»»

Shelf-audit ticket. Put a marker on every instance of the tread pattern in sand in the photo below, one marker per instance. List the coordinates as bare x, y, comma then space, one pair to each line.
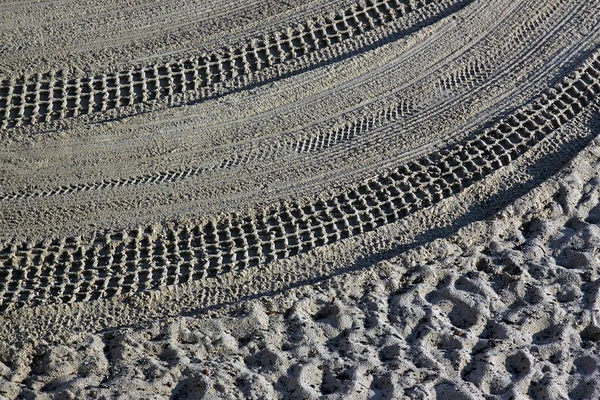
54, 96
144, 259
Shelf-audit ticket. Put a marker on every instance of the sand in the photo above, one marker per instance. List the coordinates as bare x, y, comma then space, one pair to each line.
392, 199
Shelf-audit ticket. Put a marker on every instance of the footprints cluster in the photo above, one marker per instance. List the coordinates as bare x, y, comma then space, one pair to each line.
490, 320
76, 269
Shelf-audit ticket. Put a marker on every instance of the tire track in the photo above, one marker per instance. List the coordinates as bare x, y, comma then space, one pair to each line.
51, 97
74, 269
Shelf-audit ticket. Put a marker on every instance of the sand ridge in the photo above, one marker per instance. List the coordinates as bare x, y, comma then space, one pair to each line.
372, 199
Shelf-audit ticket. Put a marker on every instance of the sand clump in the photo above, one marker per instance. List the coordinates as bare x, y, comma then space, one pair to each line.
265, 199
506, 308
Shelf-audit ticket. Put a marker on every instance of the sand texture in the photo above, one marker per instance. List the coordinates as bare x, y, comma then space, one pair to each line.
381, 199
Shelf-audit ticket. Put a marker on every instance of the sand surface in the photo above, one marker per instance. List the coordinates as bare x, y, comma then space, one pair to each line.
282, 199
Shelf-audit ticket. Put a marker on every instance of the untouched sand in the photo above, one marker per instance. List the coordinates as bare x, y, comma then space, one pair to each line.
281, 199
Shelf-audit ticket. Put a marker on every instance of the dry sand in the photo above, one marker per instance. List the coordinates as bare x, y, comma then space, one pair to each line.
283, 199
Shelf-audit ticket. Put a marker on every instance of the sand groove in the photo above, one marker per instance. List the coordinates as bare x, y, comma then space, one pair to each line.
401, 197
52, 96
144, 259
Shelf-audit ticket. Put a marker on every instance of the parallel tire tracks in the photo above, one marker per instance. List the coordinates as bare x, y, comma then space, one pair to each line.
76, 269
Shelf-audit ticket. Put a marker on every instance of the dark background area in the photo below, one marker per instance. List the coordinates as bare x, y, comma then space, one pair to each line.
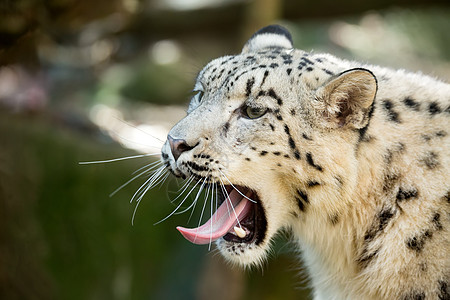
92, 80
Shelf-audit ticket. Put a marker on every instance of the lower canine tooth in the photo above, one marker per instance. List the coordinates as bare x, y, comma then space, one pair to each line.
239, 232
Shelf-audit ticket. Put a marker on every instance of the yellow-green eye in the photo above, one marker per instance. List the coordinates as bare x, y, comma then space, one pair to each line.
254, 112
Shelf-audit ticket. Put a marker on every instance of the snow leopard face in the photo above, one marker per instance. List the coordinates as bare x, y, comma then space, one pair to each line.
272, 133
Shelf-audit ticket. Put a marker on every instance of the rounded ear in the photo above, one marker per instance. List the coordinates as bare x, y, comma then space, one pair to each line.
272, 36
347, 99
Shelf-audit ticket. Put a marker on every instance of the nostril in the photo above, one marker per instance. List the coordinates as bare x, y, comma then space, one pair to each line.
178, 146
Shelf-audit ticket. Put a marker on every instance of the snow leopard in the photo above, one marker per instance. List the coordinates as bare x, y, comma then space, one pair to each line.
352, 159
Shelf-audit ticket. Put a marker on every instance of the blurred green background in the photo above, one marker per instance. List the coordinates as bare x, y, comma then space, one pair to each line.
92, 80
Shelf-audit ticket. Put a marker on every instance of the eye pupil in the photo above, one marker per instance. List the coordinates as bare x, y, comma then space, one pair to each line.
254, 112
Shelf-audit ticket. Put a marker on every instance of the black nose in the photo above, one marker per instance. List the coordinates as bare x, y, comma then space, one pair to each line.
178, 146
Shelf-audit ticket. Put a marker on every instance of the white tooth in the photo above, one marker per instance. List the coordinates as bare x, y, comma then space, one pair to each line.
239, 232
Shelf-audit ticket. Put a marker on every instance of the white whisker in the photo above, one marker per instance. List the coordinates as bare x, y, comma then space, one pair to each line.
184, 187
235, 187
149, 182
134, 178
149, 186
116, 159
150, 166
196, 199
179, 205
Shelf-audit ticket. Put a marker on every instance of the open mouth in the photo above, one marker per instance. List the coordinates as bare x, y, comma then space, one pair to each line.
240, 218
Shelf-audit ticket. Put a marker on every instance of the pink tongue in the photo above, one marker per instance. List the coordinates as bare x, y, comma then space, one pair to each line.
221, 222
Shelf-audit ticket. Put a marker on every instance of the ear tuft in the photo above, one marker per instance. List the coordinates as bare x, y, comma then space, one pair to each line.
272, 36
347, 99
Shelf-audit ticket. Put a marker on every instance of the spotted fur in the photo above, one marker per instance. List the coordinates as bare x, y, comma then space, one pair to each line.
352, 158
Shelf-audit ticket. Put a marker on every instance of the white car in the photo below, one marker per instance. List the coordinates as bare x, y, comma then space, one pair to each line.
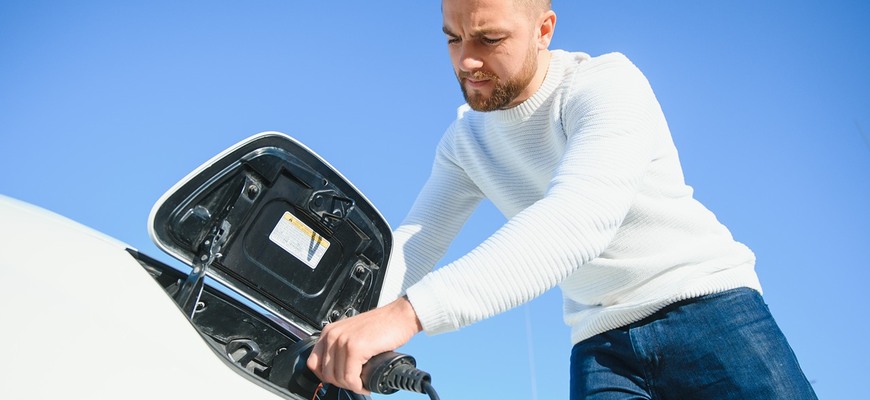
279, 244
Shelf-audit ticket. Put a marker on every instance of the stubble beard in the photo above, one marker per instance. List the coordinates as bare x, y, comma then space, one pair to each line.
503, 92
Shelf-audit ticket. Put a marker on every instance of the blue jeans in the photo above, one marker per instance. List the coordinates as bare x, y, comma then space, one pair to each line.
721, 346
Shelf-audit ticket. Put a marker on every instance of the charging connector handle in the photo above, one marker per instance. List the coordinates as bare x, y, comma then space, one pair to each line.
389, 372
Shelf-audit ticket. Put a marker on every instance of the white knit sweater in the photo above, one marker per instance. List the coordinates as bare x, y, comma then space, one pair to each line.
589, 179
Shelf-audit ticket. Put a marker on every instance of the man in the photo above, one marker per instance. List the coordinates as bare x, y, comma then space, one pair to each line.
576, 152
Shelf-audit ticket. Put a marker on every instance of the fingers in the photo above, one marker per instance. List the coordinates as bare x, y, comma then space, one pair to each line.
336, 360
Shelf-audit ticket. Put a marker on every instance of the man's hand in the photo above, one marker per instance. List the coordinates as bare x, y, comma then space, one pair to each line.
345, 345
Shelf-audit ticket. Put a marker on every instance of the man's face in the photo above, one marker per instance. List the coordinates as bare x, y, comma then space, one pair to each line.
494, 50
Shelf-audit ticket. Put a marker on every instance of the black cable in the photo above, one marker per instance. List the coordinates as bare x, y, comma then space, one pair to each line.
428, 389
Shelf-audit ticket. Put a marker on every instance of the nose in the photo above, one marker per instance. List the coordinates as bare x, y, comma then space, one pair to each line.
469, 59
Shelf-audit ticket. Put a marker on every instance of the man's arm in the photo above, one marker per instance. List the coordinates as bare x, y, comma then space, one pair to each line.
345, 345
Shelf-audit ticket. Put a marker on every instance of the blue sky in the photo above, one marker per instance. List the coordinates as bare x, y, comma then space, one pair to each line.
104, 105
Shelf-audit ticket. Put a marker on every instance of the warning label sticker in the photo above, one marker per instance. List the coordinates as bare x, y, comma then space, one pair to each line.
299, 239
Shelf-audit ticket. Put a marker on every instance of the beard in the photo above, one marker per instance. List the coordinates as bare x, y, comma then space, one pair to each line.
503, 92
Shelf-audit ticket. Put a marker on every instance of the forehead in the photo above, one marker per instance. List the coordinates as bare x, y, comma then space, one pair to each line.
470, 16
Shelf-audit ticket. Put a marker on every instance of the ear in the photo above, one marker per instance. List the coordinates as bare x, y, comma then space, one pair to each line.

««

▸ Problem details: Repeat the listing verbatim. Skip the pictures.

▸ Task result:
Shelf-audit ticket. Put a marker on every instance of the tread pattern in sand in the photo below, one marker per instance. List the coordinates as bare x, y, comma then space, one pair to each line.
54, 96
144, 259
Shelf-audit ticket. Put a marker on every instance of the sand in the photo above, one marker per instance. List the coordinates as bare x, y, comma then space, one pair to each line.
392, 199
Shelf-audit ticket. Put a marker on every instance of the footprints cluster in the photo above, one marker per instance. List the coordinates as bare x, y, comma then space, one pair to each line.
490, 320
76, 269
Shelf-audit ticket. Put a marker on every instance of the tire track in the photo above, one marker per instance. List the coordinates as bare x, y, comma then space, one pair to each line.
51, 97
74, 269
Shelf-audit ticket. Put a marker on every instance of the sand ridge in the photo above, one marker per instance. List the coordinates as bare x, y, comma then space, one pair to each line.
372, 199
Shelf-audit ticket. Put a marker on every instance of the sand clump in the photo above, one marker per instance. List the coordinates as bare x, y, comma then space, one pair to each line.
265, 199
506, 308
Shelf-audit ticket. Put a marker on every instance of the sand texture in the photo above, one marker per instance. List the coordinates as bare x, y, comma then space, one pair to each line.
381, 199
Shelf-audit ticket. Put a marker on every instance of the sand surface in the photo above, one marker per instance. List the coordinates as bare x, y, comma then space, one pair to each line.
282, 199
Shelf-audit ticket. Put a marker on every instance of the untouched sand in the photo above, one marker per instance. List the coordinates as bare x, y, comma then space, one pair to each line.
281, 199
Shelf-audit ticket. Put a marker on every instance of the dry sand in the photo above, one marker per instance. List the coordinates as bare x, y, comma then space, one pair to each line.
283, 199
Shelf-audit ticket. Put a marker on every instance of the sand groove in the photo above, one marker per instance. List the coordinates as bare x, y, comma then space, one pair to each line.
401, 197
52, 96
144, 259
Shelf-audit ticket. Put a marker on every instance of the parallel tire tracks in the photo above, one marker per instance. List the coordinates as bare x, y, comma then space, one pair to each line.
76, 269
Shelf-audit ticket. Put a marker on every instance of the dark background area in the photo below, one marker per instance. List the coordinates as bare x, y, comma then space, one pair to each line.
92, 80
Shelf-audit ticket. Put a marker on every instance of the lower canine tooth in the photo above, one marker per instance. List the coordinates as bare x, y, comma then space, one pair to each line.
239, 232
Shelf-audit ticket. Put a marker on every instance of the yellow-green eye in the photo above, one marker per instance. List the coordinates as bare x, y, comma then space, one pair to each line.
254, 112
Shelf-audit ticket. Put a marker on every instance of the snow leopard face in the photo above, one marker per instance. List the coordinates as bare x, y, comma then space, one pair to each line.
272, 133
Shelf-audit ticket. Put a marker on every instance of the rounded ear in the photo above, one marker per instance. List the coordinates as bare x, y, comma then space, one pair to each line.
272, 36
347, 99
Shelf-audit ticket. Put a marker on every instance of the nostril in the photo above, one marker per instance. List the coordinates as bare x, y, comma then space, one pair to each line.
178, 146
Shelf-audit ticket. Put a marker on every instance of the snow leopard in the photo above, one marker per instance. List the coordinates as bare x, y, comma then space, one pair to each line.
352, 159
Shelf-audit ticket. Put a marker on every instance of the blurred green background in the photo above, one marker per instance. List the coordinates as bare x, y, comma then space, one pair to each line.
92, 80
Shelf-audit ticket. Put a marker on every instance of the eye pupil in the photo above, one marker per instance. List the coordinates as bare x, y, comma then space, one pair to each line.
254, 112
Shelf-audit ticket. Put a marker on every instance of the black nose in the photo above, one marker per instance. List the coordinates as bare x, y, comma then space, one pair to each line.
178, 146
Shelf-audit ticket. Put a marker on every instance of the white tooth in the photo above, one marker per instance. List the coordinates as bare x, y, comma then space, one pair to each line.
239, 232
Shelf-audit ticket. Put a marker on every instance of the white whisker in the photo above, one marker per instance. List the coordinates as bare x, y, comma then space, one pair to each line.
184, 187
235, 187
149, 182
134, 178
149, 186
116, 159
150, 166
196, 199
179, 205
Shelf-audit ticket. Put a marker on every instance of the open mouth in the photo above, one marker per instance. List the coordinates as bare x, y, comma then space, one pair to each line.
240, 218
Shelf-audit ticket. Put a marker on every instance of the pink tongue in the photo above, one marker per instance. List the coordinates as bare x, y, comma then space, one pair to each line.
221, 222
Shelf-audit ticket. Put a marker on every instance of the ear tuft in the photo above, one marker per instance. List the coordinates as bare x, y, comma then space, one pair to each line.
272, 36
347, 99
Shelf-audit ticket. Put a marker on every instance of the spotted fur in the photo above, one marker per instance. List the coordinates as bare x, y, comma then space, one pair to each line.
352, 158
Shelf-audit ticket. Put a marker on every instance of the white car in the photo below, one marker per instance. List the coordinates as bare x, y, comma then space, one pair to each line.
279, 244
Shelf-audit ticket. Put a marker on every instance of the stubble beard in the photo above, one marker per instance. List the coordinates as bare x, y, comma then space, one pair to each line.
503, 92
Shelf-audit ticket. Put a marker on every instance of the blue jeans in the photo above, one marker per instance. List the coordinates as bare x, y, comma then space, one pair to each line.
721, 346
Shelf-audit ticket. Put a marker on every instance of the charging connector handle in the photo above, one marker per instance. List the coordinates as bare x, y, comma then space, one pair to each line.
389, 372
Shelf-audit ticket. Put a marker on every instance of the white knit sweater in the photo above, one marker per instance. List the coordinates as bare x, y, comma then space, one pair to each line.
589, 179
Shelf-audit ticket. Put a marker on every instance of the man in the photo above, one marker per instance. List the coordinates as bare x, y, comma then space, one pair to each line.
576, 152
Shelf-audit ticket. Put a marker on every instance of the fingers in the photo above, one marker per instance. List the coordinates as bare x, y, comma then space, one pair to each line.
336, 360
Shelf-audit ticket. Put a marker on every instance of the man's hand in the photo above, one marker per instance. List the coordinates as bare x, y, comma then space, one pair to each line.
345, 345
Shelf-audit ticket. Put a marker on every instance of the man's face in the photo above, one marker per instance. List the coordinates as bare x, y, comma then space, one pair to each line.
494, 50
Shelf-audit ticket. Put a marker on every instance of the black cable in the photo above, one marker per instance. List the coordinates as bare x, y, comma then space, one pair to each line.
428, 389
Shelf-audit ticket. Put a marker on every instance of the nose in the photo above, one marker per instance. List the coordinates as bare x, y, comma then space, one pair to each line.
469, 59
Shelf-audit ticket. Put a marker on every instance of the man's arm in the photo above, one marker per instance. List the coordinates as bare x, y, comma then space, one pair to each line.
345, 345
Shelf-audit ticket. Put a marker on every instance of the blue sky in the photo above, one marker per instance. List the coordinates as bare x, y, comma then space, one pair to each line.
104, 105
Shelf-audit ticket. Put a marker on every instance of the warning label sticker in the photo above, one marker per instance. List the coordinates as bare x, y, comma then space, one pair to each line.
299, 239
Shelf-audit ticket. Put a marker on every instance of the beard in the photo above, one marker per instance. List the coordinates as bare x, y, comma then space, one pair to each line.
503, 92
Shelf-audit ticket. Put a marker on every instance of the forehead in the photo above, one marker per instance. List the coordinates as bare x, y, comma then space, one pair to each line.
470, 16
Shelf-audit ticket. Put a marker on every instance of the ear in the photo above, one marker per instance. List the coordinates as bare x, y, comma then space, one pair to each line.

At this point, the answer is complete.